-- EXTRACTED TEXT --
_ _ _ _

Re: RAID performance - 5x SSD RAID5 - effects of stripe cache sizing

Stan Hoeppner <stan@xxxxxxxxxxxxxxxxx> · Thu, 07 Mar 2013 01:36:06 -0600

On 3/5/2013 9:53 AM, Adam Goryachev wrote:
> On 05/03/13 20:30, Stan Hoeppner wrote:

> BCP = Best Computing Practise ?

Typically "best current practice".

> Thanks to the tip about running fio on windows, I think I've now come
> full circle.... Today I had numerous complaints from users that their
> outlook froze/etc, and some cases were the TS couldn't copy a file from
> the DC to it's local C: (iSCSI). The cause was the DC was logging events
> with event ID 2020 which is "The server was unable to allocate from the
> system paged pool because the pool was empty". Supposedly the solution
> to this is tuning two random numbers in the registry, not much is said
> what the consequences of this are, nor about how to calculate the
> correct value. 
...
> Running the same fio test on the same TS (win2003) against a SMB share
> from the DC (SMB -> Win2000 -> Xen -> iSCSI -> etc)
>> READ: io=16384MB, aggrb=14818KB/s, minb=14818KB/s, maxb=14818KB/s, mint=1132181msec, maxt=0msec
>> WRITE: io=16384MB, aggrb=8039KB/s, minb=8039KB/s, maxb=8039KB/s, mint=2086815msec, maxt=0msec

Run FIO on the DC itself and see what your NTFS throughput is to this
300GB filesystem.  Use a small file, say 2GB, since the FS is nearly
full.  Post results.

Fire up the Windows CLI FTP client in a TS session DOS box and do a GET
and PUT into this filesystem share on the DC.  This will tell us if the
TS to DC problem is TCP in general or limited to SMB.  Post transfer
rate results for GET and PUT.

_ _ _ _

-- MATERIAL FOR THIS TASK --

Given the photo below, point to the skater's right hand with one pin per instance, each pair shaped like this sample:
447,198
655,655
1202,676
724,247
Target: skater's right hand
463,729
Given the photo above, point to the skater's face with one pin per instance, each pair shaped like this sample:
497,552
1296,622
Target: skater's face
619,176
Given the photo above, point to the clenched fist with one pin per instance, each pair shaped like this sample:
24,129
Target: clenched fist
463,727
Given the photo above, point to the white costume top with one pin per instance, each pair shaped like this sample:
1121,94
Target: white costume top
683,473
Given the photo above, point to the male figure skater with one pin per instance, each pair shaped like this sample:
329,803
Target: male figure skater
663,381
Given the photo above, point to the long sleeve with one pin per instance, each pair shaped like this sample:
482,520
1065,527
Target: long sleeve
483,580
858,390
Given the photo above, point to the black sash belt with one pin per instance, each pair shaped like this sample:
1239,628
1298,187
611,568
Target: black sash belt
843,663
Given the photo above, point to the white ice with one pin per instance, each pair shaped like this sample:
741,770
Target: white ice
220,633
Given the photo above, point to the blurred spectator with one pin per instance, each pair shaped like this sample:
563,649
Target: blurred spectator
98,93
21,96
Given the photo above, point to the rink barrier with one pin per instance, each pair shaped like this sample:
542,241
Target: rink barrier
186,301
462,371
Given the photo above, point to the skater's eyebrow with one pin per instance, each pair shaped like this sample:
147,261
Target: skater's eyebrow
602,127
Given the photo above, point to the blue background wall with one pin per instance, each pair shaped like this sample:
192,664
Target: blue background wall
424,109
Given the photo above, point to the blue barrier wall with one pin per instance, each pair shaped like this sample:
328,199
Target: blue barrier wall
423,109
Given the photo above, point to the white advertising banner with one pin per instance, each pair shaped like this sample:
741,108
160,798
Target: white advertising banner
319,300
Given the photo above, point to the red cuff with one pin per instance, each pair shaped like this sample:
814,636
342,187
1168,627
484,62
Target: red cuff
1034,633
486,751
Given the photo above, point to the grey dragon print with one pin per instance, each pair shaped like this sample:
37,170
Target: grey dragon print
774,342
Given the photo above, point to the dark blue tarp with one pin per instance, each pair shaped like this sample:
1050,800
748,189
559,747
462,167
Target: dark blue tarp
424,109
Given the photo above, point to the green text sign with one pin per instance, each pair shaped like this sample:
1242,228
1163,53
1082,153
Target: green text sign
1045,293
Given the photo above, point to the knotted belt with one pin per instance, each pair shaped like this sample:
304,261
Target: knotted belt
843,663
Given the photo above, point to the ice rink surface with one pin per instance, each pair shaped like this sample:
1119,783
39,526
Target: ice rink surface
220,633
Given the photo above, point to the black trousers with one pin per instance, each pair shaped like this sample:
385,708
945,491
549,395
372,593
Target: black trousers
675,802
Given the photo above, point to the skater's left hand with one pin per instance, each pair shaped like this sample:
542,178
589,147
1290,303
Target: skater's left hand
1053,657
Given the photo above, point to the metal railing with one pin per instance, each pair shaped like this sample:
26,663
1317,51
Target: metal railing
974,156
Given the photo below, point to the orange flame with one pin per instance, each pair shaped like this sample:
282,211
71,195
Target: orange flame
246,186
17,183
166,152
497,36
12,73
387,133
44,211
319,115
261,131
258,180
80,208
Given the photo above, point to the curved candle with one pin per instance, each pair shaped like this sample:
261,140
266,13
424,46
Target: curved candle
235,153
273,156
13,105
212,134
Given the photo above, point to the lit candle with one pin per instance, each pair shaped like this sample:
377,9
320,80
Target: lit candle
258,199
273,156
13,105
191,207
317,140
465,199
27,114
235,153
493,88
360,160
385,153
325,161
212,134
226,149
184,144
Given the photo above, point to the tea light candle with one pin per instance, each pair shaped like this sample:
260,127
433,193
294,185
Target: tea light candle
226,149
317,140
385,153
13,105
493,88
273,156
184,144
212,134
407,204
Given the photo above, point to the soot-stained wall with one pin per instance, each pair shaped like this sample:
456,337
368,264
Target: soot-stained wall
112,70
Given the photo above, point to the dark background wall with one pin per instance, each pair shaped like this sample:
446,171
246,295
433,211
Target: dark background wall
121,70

_ _ _ _

-- TASKS TO COMPLETE --
A. In the RAID performance thread, what file size does the reply suggest using for the fio run on the DC?
B. Extract each line of the rows that contains the string "long", treating uppercase and lowercase as different.

-- SOLUTIONS TO THE EXERCISE --
A. A small file of about 2GB, because the filesystem is nearly full.

B.
Given the photo above, point to the long sleeve with one pin per instance, each pair shaped like this sample:
Target: long sleeve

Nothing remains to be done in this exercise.